> ASSIGNED TASK
Return every line below in which "query" appears.

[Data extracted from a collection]
——

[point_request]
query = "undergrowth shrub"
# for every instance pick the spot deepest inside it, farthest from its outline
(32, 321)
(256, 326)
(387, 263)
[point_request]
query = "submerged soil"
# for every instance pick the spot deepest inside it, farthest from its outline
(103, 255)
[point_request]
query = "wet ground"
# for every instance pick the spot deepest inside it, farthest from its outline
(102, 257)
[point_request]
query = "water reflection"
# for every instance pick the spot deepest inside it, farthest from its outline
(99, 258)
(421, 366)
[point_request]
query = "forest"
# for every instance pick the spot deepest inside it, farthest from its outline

——

> YOUR SOLUTION
query = "undergrowth shrub"
query = "submerged soil"
query = "wet ground"
query = "water reflection"
query = "forest"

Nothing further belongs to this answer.